──────── Supplied material
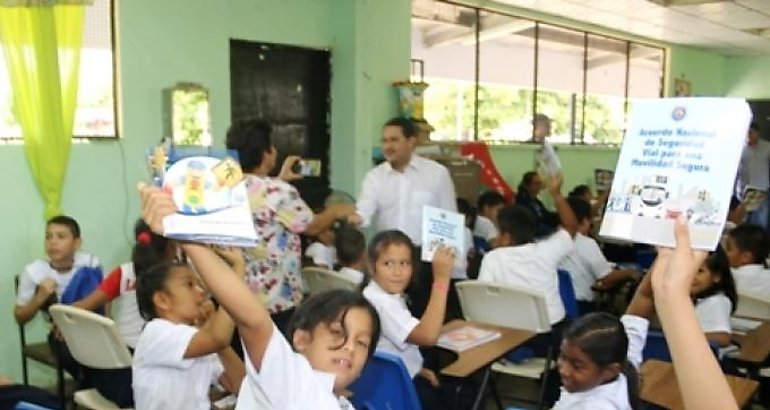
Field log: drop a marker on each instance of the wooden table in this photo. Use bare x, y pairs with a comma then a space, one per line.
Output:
482, 356
660, 387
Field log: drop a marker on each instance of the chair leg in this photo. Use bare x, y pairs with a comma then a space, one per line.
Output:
544, 383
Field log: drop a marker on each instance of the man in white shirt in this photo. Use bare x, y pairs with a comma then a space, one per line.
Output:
396, 191
754, 171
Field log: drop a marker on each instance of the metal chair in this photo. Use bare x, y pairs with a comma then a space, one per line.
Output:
95, 342
320, 279
509, 306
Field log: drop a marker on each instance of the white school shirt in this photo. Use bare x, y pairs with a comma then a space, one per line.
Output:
612, 395
586, 264
485, 228
532, 266
286, 381
714, 313
39, 270
353, 274
396, 323
753, 279
397, 197
322, 255
163, 378
120, 287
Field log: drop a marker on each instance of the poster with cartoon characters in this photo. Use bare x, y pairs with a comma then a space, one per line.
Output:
211, 200
679, 157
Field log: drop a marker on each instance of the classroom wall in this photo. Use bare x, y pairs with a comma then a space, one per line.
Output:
747, 77
162, 43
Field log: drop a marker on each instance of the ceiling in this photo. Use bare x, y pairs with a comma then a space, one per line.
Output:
731, 27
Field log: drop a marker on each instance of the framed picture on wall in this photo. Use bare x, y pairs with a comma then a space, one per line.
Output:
682, 87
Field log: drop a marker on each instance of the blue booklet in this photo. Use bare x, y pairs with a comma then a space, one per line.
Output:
211, 198
679, 157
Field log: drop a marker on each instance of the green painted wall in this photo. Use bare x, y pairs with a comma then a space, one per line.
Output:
747, 77
162, 43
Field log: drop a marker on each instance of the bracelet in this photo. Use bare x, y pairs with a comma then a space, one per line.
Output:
442, 286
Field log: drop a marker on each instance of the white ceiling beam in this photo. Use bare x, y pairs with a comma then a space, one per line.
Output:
491, 27
608, 59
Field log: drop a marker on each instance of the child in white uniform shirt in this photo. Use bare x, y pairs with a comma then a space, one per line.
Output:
713, 290
392, 256
175, 362
332, 333
586, 263
747, 248
522, 262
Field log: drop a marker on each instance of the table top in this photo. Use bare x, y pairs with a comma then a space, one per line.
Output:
755, 344
660, 387
470, 360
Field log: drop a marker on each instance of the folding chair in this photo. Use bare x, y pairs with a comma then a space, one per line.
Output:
509, 306
95, 342
384, 384
567, 293
40, 352
754, 306
320, 279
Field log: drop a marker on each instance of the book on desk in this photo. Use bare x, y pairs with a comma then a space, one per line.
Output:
466, 337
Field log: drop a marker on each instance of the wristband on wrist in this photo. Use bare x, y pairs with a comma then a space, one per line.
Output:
442, 286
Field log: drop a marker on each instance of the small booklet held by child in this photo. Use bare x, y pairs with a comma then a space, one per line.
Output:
753, 198
442, 227
466, 337
211, 199
679, 157
547, 161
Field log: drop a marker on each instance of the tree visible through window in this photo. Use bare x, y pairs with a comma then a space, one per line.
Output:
95, 112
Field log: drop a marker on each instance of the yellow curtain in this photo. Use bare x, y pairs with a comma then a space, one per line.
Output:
41, 41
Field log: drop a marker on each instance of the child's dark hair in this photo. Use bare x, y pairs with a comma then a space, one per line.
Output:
149, 249
148, 283
526, 181
752, 239
519, 222
718, 264
603, 339
580, 207
408, 128
251, 138
330, 306
67, 221
384, 239
350, 244
489, 198
580, 191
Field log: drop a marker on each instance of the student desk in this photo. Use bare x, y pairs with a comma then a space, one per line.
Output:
483, 355
660, 387
755, 347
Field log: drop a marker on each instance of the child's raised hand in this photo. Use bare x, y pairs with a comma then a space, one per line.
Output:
233, 256
443, 262
156, 205
674, 270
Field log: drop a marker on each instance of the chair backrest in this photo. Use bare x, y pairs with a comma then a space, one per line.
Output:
754, 306
503, 305
93, 340
320, 279
567, 292
384, 384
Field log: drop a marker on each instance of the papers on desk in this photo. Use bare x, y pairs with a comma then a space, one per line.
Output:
465, 337
742, 325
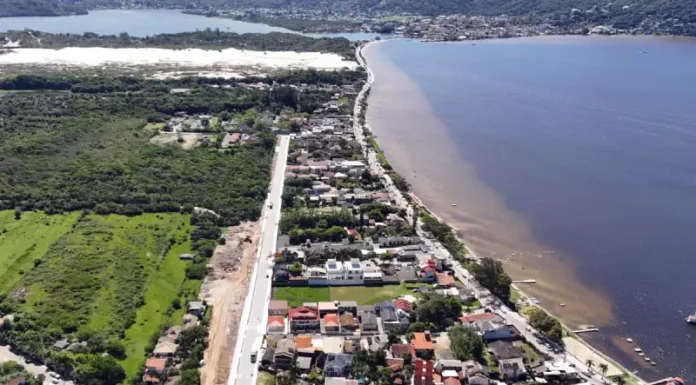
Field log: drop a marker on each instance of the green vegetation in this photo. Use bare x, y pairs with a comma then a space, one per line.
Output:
546, 325
368, 295
298, 295
24, 242
302, 224
208, 39
163, 288
438, 311
445, 235
466, 344
70, 151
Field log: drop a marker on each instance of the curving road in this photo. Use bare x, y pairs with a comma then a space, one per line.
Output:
252, 325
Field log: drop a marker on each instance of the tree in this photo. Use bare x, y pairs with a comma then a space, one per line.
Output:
603, 368
590, 363
190, 377
490, 274
465, 343
99, 370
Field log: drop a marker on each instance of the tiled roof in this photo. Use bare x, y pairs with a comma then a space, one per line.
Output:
422, 341
331, 320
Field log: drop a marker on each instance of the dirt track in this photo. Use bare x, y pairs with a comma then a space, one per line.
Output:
225, 289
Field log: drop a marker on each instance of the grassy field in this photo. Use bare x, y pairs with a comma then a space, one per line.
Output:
370, 295
26, 240
297, 295
98, 274
165, 284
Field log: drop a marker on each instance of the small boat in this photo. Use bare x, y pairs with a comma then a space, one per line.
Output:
691, 319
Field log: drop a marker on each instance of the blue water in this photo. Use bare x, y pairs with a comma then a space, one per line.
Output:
141, 23
593, 142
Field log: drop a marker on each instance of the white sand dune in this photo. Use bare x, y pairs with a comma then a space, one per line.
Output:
226, 58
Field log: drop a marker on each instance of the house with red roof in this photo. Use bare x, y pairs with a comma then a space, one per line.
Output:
304, 319
423, 373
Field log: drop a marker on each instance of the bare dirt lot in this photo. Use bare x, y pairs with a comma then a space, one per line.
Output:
225, 289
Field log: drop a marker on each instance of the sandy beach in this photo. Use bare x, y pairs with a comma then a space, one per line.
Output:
139, 57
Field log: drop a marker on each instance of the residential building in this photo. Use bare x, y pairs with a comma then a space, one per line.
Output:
348, 306
165, 349
512, 369
284, 353
334, 269
352, 269
278, 307
368, 321
328, 307
197, 308
333, 345
304, 319
422, 342
423, 372
276, 324
338, 365
331, 323
348, 322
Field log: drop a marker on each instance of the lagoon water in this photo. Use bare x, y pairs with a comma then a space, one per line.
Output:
141, 23
573, 159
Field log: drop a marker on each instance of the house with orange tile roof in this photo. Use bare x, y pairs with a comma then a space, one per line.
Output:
154, 369
331, 323
422, 342
276, 324
445, 280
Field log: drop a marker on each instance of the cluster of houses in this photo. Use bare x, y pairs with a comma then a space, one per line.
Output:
164, 355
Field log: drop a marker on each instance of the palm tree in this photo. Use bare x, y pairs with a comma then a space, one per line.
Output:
604, 368
589, 364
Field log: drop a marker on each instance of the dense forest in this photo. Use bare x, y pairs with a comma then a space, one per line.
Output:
89, 149
208, 39
619, 13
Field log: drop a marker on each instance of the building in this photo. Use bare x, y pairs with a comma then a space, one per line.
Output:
352, 269
276, 324
422, 343
334, 269
304, 319
197, 308
338, 365
331, 323
423, 373
284, 353
368, 321
512, 369
278, 307
348, 322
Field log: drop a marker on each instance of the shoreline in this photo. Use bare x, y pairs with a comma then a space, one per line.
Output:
362, 61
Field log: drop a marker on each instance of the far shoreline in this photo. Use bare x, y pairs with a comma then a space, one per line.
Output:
468, 245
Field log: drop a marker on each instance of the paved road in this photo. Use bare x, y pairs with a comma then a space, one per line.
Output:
252, 325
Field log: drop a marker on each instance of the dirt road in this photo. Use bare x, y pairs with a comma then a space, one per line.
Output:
225, 289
────────────────
Work instruction:
Without including any pictures, return every line of the records exactly.

Solved exercise:
Field log: drop a marker on each instance of the wooden table in this photo. Use bare x, y pairs with a comma then a space, one per line.
Output:
482, 356
660, 387
Field log: drop a marker on each instance of the chair leg in this photo. Use bare x, y pairs with a comma then a space, one per line.
Output:
544, 383
Field log: drop a marker on each instance of the man in white shirt in this photo. Use bare x, y pairs with a comma then a space, one per line.
Output:
396, 191
754, 171
Field log: drop a marker on each instance of the metal chair in this photo. Use bare x, y pairs with a comma then a space, one per line.
Output:
95, 342
320, 279
509, 306
Field log: drop a marker on each instance of the white school shirt in this photo. Use bare x, y pairs with a comma then a space, one per line.
Output:
612, 395
586, 264
485, 228
532, 266
286, 381
714, 313
39, 270
353, 274
396, 323
753, 279
397, 197
322, 255
163, 378
120, 287
Field log: drop a marker on each instance of the poster with cartoon characters in this photo. Use bare x, y pairs with a comma then a space, one per line.
Output:
211, 200
679, 157
Field log: drop a marker on each instance of the classroom wall in this photo. Use bare x, y pairs with a comma then a space, one per line.
Output:
747, 77
162, 43
Field log: drop a marker on each instance of the ceiling in this photo. Use bare x, y pairs with a comma then a space, one per line.
Output:
731, 27
Field log: drop a marker on each instance of the framed picture on wall in this photo. Use bare x, y pairs with a comma then a space, one per line.
Output:
682, 87
Field log: drop a marker on each instance of the blue booklet in this photo. Use bare x, y pairs with a comma then a space, one per line.
Output:
211, 198
679, 157
Field log: drop a marker on each instance of the green painted wall in this photo. Use bare x, y pairs with a comma then a space, one per line.
Output:
747, 77
162, 43
Field log: drop a marker on each instance of the bracelet in this photo. Use bare x, y pairs with a comma then a space, one per line.
Output:
442, 286
Field log: drop a marker on each instance of the white ceiling beam in this photo. Use bare x, y pairs with a comma then a space, one per line.
Output:
491, 27
608, 59
Field log: drop a marker on each instance of the child in white uniform shirt in this photo. Use bare x, y pairs with a comma then a space, one per line.
Output:
713, 290
392, 256
175, 362
332, 333
586, 263
747, 248
522, 262
Field log: drop a marker on each instance of the table top in this photo. Use bare x, y pairs with a comma then a space, one per line.
Output:
755, 344
660, 387
470, 360
Field log: drop a marker on each instance of the folding chair in this photo. Use bare x, y pairs with a comma then a space, one per line.
Output:
509, 306
95, 342
384, 384
567, 293
40, 352
754, 306
320, 279
Field log: drop a marker on each instance of the book on desk in this photo. Use bare x, y pairs with a comma then a space, one per line.
Output:
466, 337
Field log: drop a marker on each instance of the wristband on wrist in this photo. Use bare x, y pairs with a comma then a space, one per line.
Output:
442, 286
Field log: drop a marker on each instance of the small booklet held by child in this photo. Use bare x, y pairs with a comma then a space, one per line.
Output:
753, 198
442, 227
466, 337
211, 199
679, 157
547, 161
Field log: drop a marker on each instance of the tree visible through window in this photo. Use bare x, y pairs with a comma then a space, one per line.
Output:
95, 112
Field log: drop a marker on each instance of the yellow curtain in this photo. Use bare x, y pairs with a comma then a space, one per line.
Output:
41, 41
Field log: drop a marker on each instance of the child's dark hair in this photo. Use bare x, y pairs with a comma then a space, one per line.
Output:
149, 249
148, 283
526, 181
752, 239
519, 222
718, 264
603, 339
580, 207
408, 128
251, 138
330, 306
67, 221
384, 239
350, 244
489, 198
580, 191
Field log: drop a marker on each instance of the student desk in this photo. Use bare x, y pairs with a comma then a space, one per line.
Output:
483, 355
660, 387
755, 347
Field log: drop a marker on each instance of the child's raised hand in this photo. Use bare x, y pairs with a comma then a space, one per line.
Output:
233, 256
443, 262
156, 205
674, 270
Field log: drop a marker on each instance of the chair backrest in this photo. Use bare x, y pairs with a comma then a space, one per line.
Output:
754, 306
503, 305
93, 340
320, 279
567, 292
384, 384
Field log: drop a marker on each instance of the papers on desk in this photo. Use bare x, y pairs with a comma then a space, one per line.
Output:
465, 337
742, 325
Field log: drop a marker on each instance of the green vegetation in this photo. Use bare x, y pairs with a comma then a space, one per line.
Output:
546, 325
368, 295
298, 295
24, 242
302, 224
208, 39
163, 288
438, 311
445, 235
466, 344
70, 151
Field log: drop a marker on each instance of the curving road in this photo. Use bare x, y pairs with a comma then a space, one per line.
Output:
252, 325
Field log: drop a marker on each instance of the tree in this photo. Use bare x, y pairs with a comma then a space, one per line.
Output:
603, 368
590, 363
190, 377
490, 274
465, 343
99, 370
Field log: drop a marker on each instance of the tiled roof in this photo. Use bare x, y pairs with a comma then a space, one per line.
Output:
422, 341
331, 320
Field log: drop a marker on each instance of the dirt track in this photo. Use bare x, y pairs with a comma then a space, one per line.
Output:
225, 289
Field log: drop a marker on each instance of the grassy field in this photo. Use bare x, y pairs with a comma then a space, one per line.
Output:
370, 295
26, 240
297, 295
98, 274
165, 284
Field log: drop a marker on each instance of the small boat in this photo. Use bare x, y pairs with a comma then a space, one per line.
Output:
691, 319
Field log: drop a marker on each instance of the blue water in this photo. Use bare x, y pairs with a comma then a space, one per line.
Output:
141, 23
593, 142
Field log: drop a marker on each instance of the white sand dune in this photo. Use bare x, y pairs with a comma then a space, one per line.
Output:
226, 58
Field log: drop a marker on each instance of the house with red roof in this photo. Use bare x, y pairs with a comma then a space, one per line.
Output:
304, 319
423, 373
Field log: drop a marker on each instance of the bare dirt lot in this photo. Use bare x, y pairs with a comma then a space, one per line.
Output:
225, 289
Field log: drop a marker on each instance of the sandy beach in this photo. Use bare x, y pairs with a comma then a space, one per line.
Output:
139, 57
Field log: drop a marker on each instance of the residential building in this photo. Use bare x, y pairs with a comma then a space, one per line.
Output:
348, 306
165, 349
512, 369
284, 353
334, 269
352, 269
278, 307
368, 321
328, 307
197, 308
333, 345
304, 319
422, 342
423, 372
276, 324
338, 365
331, 323
348, 322
Field log: drop a marker on each instance of the lagoon water in this photo. Use bare x, y pairs with a comma then a space, one per line.
Output:
141, 23
573, 159
Field log: drop a marker on each instance of the house with orange tile roof in this photo. Use bare x, y pairs with a comma then a space, one per line.
Output:
154, 369
331, 323
422, 342
276, 324
445, 280
Field log: drop a marker on each instance of the cluster of houses in this photo. Use bare x, y pairs with a comma then a space, one per line.
Output:
164, 355
Field log: drop a marker on each instance of the palm tree in this photo. Use bare x, y pairs with a comma then a space, one per line.
Output:
604, 368
589, 364
Field log: drop a marker on each instance of the dense forest in this photo. Use bare x, y pairs with a comma then a space, one per line.
Output:
89, 149
208, 39
619, 13
Field log: drop a marker on each instance of the building in this photo. Use bare x, y pairs with a comma then a space, one per line.
Output:
352, 269
276, 324
422, 343
334, 269
304, 319
197, 308
338, 365
331, 323
423, 373
284, 353
368, 321
512, 369
278, 307
348, 322
Field log: drop a marker on each instance of the shoreline in this photo. Use bare x, y pairs with a comma then a space, one per line.
Output:
362, 61
Field log: drop a marker on each instance of the far shoreline in this photo. Use bare x, y pairs with a comma then a space, one per line.
Output:
468, 245
Field log: drop a marker on each instance of the paved road in this photo. Use bare x, y pairs with a comma then a space, one per line.
Output:
252, 325
Field log: drop a marker on each instance of the dirt road in this photo. Use bare x, y pairs with a comma then a space, one per line.
Output:
225, 289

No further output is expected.